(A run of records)
-- Start --

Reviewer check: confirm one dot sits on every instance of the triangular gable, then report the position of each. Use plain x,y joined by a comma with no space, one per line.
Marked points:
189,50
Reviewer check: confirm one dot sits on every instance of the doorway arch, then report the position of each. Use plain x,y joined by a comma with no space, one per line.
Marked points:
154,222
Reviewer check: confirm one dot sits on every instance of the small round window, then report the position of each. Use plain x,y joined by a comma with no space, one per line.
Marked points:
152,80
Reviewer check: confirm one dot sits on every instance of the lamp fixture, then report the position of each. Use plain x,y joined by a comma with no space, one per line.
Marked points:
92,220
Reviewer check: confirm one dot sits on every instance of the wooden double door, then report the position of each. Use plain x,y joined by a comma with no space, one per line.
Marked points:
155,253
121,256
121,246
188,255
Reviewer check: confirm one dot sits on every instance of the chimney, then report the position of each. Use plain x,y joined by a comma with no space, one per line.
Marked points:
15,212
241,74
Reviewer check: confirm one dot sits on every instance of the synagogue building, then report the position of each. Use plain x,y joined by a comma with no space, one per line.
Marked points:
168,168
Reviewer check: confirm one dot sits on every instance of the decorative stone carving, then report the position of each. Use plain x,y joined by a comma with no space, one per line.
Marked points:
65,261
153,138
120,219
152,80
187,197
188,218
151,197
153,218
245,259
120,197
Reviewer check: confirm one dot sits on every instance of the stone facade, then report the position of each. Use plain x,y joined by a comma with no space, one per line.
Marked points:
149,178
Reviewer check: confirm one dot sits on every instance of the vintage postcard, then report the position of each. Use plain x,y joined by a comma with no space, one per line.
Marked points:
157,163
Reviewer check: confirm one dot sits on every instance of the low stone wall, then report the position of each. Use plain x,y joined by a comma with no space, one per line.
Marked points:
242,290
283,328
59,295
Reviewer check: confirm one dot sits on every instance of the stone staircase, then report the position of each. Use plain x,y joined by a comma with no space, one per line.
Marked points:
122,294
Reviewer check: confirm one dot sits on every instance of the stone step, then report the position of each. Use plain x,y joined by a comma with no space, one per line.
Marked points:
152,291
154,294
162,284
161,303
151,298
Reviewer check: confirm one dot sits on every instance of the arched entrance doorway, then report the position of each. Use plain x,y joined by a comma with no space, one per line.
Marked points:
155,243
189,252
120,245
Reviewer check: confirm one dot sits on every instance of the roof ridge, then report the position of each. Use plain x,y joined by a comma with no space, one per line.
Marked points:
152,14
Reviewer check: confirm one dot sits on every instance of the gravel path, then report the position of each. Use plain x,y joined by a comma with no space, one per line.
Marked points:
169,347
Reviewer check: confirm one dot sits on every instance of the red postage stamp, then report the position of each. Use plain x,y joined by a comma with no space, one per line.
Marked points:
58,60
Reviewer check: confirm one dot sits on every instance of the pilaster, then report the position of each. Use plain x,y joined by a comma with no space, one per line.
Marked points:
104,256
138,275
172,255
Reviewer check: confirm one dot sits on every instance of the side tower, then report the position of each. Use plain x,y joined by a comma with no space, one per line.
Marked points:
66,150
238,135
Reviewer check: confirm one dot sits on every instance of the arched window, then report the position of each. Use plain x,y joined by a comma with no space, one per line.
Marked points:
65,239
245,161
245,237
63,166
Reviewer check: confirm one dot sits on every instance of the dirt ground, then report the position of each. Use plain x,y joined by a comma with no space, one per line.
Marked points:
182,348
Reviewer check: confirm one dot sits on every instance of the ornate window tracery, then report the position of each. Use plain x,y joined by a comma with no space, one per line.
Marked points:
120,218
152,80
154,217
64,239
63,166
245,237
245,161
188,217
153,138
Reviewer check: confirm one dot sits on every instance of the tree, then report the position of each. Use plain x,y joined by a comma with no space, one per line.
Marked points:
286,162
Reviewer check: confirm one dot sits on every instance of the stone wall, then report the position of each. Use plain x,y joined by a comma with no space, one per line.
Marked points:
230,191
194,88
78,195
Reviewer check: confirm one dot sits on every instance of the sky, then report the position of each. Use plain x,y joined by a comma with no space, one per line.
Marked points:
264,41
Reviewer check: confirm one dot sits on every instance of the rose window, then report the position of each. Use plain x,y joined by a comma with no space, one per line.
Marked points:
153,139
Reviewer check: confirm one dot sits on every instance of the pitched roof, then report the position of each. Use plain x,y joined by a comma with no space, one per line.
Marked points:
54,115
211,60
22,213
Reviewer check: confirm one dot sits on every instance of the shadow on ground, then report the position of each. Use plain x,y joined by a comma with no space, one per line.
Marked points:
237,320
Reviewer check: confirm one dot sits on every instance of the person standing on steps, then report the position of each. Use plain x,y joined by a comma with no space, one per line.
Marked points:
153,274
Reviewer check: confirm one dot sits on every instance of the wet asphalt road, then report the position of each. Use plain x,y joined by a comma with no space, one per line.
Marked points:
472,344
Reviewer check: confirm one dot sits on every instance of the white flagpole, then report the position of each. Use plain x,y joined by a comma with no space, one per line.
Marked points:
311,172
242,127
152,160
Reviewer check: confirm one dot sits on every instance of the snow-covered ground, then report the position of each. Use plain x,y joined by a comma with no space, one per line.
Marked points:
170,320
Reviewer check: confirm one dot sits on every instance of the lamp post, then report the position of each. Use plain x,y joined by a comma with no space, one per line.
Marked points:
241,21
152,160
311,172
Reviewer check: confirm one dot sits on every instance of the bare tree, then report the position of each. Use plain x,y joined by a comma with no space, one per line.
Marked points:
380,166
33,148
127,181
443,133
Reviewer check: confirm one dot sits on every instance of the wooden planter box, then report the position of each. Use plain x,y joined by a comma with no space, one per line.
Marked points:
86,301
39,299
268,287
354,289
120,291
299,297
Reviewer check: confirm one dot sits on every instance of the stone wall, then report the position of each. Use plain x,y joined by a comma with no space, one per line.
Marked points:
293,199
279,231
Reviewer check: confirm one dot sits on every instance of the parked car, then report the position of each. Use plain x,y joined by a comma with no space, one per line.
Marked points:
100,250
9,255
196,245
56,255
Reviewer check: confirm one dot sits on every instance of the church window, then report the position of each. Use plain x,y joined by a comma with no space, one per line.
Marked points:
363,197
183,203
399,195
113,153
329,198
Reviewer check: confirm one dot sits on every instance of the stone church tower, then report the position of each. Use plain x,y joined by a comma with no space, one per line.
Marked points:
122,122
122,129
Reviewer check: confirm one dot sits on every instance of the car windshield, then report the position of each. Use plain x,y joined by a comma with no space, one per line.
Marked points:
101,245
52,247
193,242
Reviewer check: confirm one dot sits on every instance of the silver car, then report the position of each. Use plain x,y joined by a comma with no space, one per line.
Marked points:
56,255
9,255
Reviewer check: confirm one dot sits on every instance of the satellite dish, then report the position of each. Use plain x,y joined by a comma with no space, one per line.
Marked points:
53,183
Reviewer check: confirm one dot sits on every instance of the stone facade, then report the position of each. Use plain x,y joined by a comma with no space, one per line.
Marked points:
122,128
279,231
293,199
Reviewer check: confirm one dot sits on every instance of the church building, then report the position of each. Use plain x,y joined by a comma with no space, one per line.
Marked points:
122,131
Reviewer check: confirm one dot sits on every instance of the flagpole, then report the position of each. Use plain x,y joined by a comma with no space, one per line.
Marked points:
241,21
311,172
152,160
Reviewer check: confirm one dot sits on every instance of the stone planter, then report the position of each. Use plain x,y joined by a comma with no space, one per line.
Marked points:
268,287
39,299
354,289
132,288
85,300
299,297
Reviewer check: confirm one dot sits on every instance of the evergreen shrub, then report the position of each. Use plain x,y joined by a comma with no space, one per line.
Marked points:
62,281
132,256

-- End --

• _Direction_:
The entries above must be returned in full, exactly as shown.

• _Finished answer_:
Reviewer check: confirm one dot sits on every instance of the triangular gable, then report the position of each. Use plain x,y joined by a comma with no space, one per line.
Marked points:
189,50
Reviewer check: confirm one dot sits on every instance of the doorway arch, then report the position of each. Use plain x,y joined by a comma with no space, one per line.
Marked points:
154,222
Reviewer check: confirm one dot sits on every instance of the small round window, then report the position of each. Use plain x,y joined by a comma with no space, one per line.
Marked points:
152,80
Reviewer check: confirm one dot sits on every instance of the lamp fixture, then report the position of each. Use plain x,y joined by a comma with no space, one per line.
Marked points:
92,220
Reviewer check: confirm one dot sits on every instance of the wooden double door, then report the position of each. Use plain x,y joined by a comma with no space, one per line.
Marked points:
155,253
121,256
121,246
188,255
Reviewer check: confirm one dot sits on every instance of the chimney, then report the position of each. Use plain x,y joined by a comma with no space, one per line.
Marked points:
15,212
241,74
Reviewer check: confirm one dot sits on every instance of the synagogue building, then report the position of each. Use plain x,y joined by a comma with no space, one per line.
Marked points:
168,168
Reviewer check: confirm one dot sits on every instance of the decorative stone carving, then report the position of each. Use plain x,y joined by a comma with no space, one per line.
Marked points:
65,261
153,138
120,219
152,80
187,197
188,218
151,197
153,218
245,259
120,197
Reviewer check: confirm one dot sits on every instance of the stone facade, then report the position of each. Use plain x,y joined by a comma with no space, one per line.
Marked points:
149,178
Reviewer check: confirm one dot sits on every instance of the vintage postcard, then report the position of each. Use plain x,y joined by a comma with no space, one per line.
Marked points:
157,163
Reviewer check: confirm one dot sits on every instance of the low stone wall, then report the position of each. Use plain x,y joined by a comma with no space, one per line.
Marked points:
242,290
283,328
59,295
Reviewer check: confirm one dot sits on every instance of the stone staircase, then report the position of each. Use plain x,y joined by a comma with no space, one per line.
Marked points:
122,294
Reviewer check: confirm one dot sits on every instance of the stone step, then report the position of each. Use plain x,y joined by a comma with no space, one per line.
Marked points:
152,291
154,294
162,284
161,303
151,298
Reviewer check: confirm one dot sits on every instance of the arched entrance doorway, then report the position of each. Use plain x,y joined by a comma with no space, one per line.
Marked points:
155,243
189,252
120,245
Reviewer check: confirm one dot sits on every instance of the roof ridge, then report the position of each. Use plain x,y joined by a comma with no space, one per line.
Marked points:
152,14
Reviewer check: confirm one dot sits on every instance of the gravel path, then report the position of each. Use plain x,y joined by a comma with no space, one per line.
Marked points:
169,347
Reviewer check: confirm one dot sits on every instance of the red postage stamp, then report the position of each. Use plain x,y joined by a comma with no space, one per line.
Marked points:
58,60
Reviewer check: confirm one dot sits on every instance of the pilaster, then report the position of each. Use plain x,y joined by a comma with no space, one per line.
Marked points:
104,256
138,275
172,255
Reviewer check: confirm one dot sits on every instance of the side tower, then report the position of each. Use plain x,y joined by a comma with no space, one per line.
Marked points:
66,150
238,135
Reviewer check: confirm one dot sits on every instance of the arched window, then report the position of each. Use plain x,y joined by a comma with no space, one per line.
Marked points:
65,239
245,161
245,237
63,166
Reviewer check: confirm one dot sits on every instance of the dirt ground, then report the position of each. Use plain x,y joined by a comma with no space, one per line.
Marked points:
182,348
Reviewer check: confirm one dot sits on every instance of the ornate window tracery, then report the position of each. Use plain x,y joined by a comma with no space, one per line.
Marked points:
120,218
152,80
154,217
64,239
63,166
245,237
245,161
188,217
153,138
Reviewer check: confirm one dot sits on every instance of the tree, then report the position of each. Use plain x,y joined by a comma with no space, one per line.
Marked points:
286,162
Reviewer check: confirm one dot sits on every instance of the stone wall, then report the position of each. Use plain x,y joined by a comma with no space, one per line.
Marked points:
230,191
194,88
78,195
Reviewer check: confirm one dot sits on every instance of the sky, then report the position of each. Use plain x,y joined by a comma with no space, one per line.
Marked points:
264,41
Reviewer check: confirm one dot sits on every instance of the rose window, then report the position of each. Use plain x,y joined by a comma with no space, one per line.
Marked points:
153,139
Reviewer check: confirm one dot sits on every instance of the pitched roof, then report the position of each. Use plain x,y joined by a comma with no space, one per line.
Marked points:
54,115
211,60
22,213
Reviewer check: confirm one dot sits on every instance of the shadow on ground, then report the position of each. Use plain x,y joined by a comma with no space, one per line.
Marked points:
237,320
Reviewer check: confirm one dot sits on every instance of the person standing on steps, then report the position of each. Use plain x,y joined by a comma with no space, one per line.
Marked points:
153,274
Reviewer check: confirm one dot sits on every instance of the wet asphalt road, then report the position of each. Use plain x,y joined by a comma with no space, one per line.
Marked points:
472,344
Reviewer check: confirm one dot sits on every instance of the white flagpole, then report the position of each. Use plain x,y joined by a comma with no space, one per line.
Marked points:
311,172
242,127
152,160
Reviewer check: confirm one dot sits on every instance of the snow-covered ground, then report the position of each. Use plain x,y joined by a comma with no space, one per line.
Marked points:
170,320
Reviewer check: confirm one dot sits on every instance of the lamp post, then report the position of each. Use plain x,y joined by a comma with no space, one per line.
Marked points:
241,21
152,160
311,172
Reviewer check: confirm one dot sits on every instance of the bare tree, then report the position of each. Use plain x,y joined by a comma with no space, one per line.
Marked points:
380,166
33,148
127,181
443,133
Reviewer check: confirm one dot sits on every instance of the wooden planter box, then report the position of each. Use plain x,y joined by a comma with no space, one per line.
Marked points:
86,301
39,299
268,287
354,289
120,291
299,297
Reviewer check: confirm one dot sits on every instance of the stone wall, then report the position of each. Use plain x,y joined by a comma with no space, one per line.
Marked points:
293,199
279,231
Reviewer check: confirm one dot sits on every instance of the parked car, then report the position of each. Use plain x,y joined by a comma with no space, one per line.
Marked points:
100,250
9,255
196,245
56,255
Reviewer check: confirm one dot sits on every instance of the church window, then report the position of each. Use plain x,y joined by a comma with no space, one per line.
Marked points:
363,197
183,203
399,195
113,153
329,198
Reviewer check: confirm one dot sits on every instance of the stone church tower, then report the position of each. Use plain x,y joined by a comma with no space, one per line.
Marked points:
122,122
122,129
Reviewer check: confirm one dot sits on every instance of the car windshield, then report the position of each. Use plain x,y joined by a comma with no space, one per line.
Marked points:
101,245
52,247
193,242
Reviewer check: confirm one dot sits on every instance of the silver car, then report the position of each. Use plain x,y joined by a comma with no space, one per line.
Marked points:
56,255
9,255
Reviewer check: confirm one dot sits on every instance of the satellite dish, then report the position of each. Use plain x,y joined by a comma with no space, one per line.
Marked points:
53,183
Reviewer check: confirm one dot sits on every instance of the stone facade, then report the position of each. Use plain x,y joined by a comma with no space, one per line.
Marked points:
122,128
279,231
293,199
Reviewer check: confirm one dot sits on every instance of the church building, then report the position of each. Use plain x,y joined by a comma with no space, one per line.
Marked points:
122,131
Reviewer check: confirm one dot sits on every instance of the flagpole, then report the position of each. Use plain x,y joined by a comma with no space, one per line.
Marked points:
241,21
311,172
152,160
Reviewer check: confirm one dot sits on every instance of the stone planter, then report the position of each. Use plain x,y joined by a comma with no space, one per line.
Marked points:
268,287
39,299
354,289
132,288
85,300
299,297
Reviewer check: confirm one dot sits on every instance of the evergreen shrub, then report the position of each. Use plain x,y joined by a comma with no space, one per line.
Marked points:
62,281
132,256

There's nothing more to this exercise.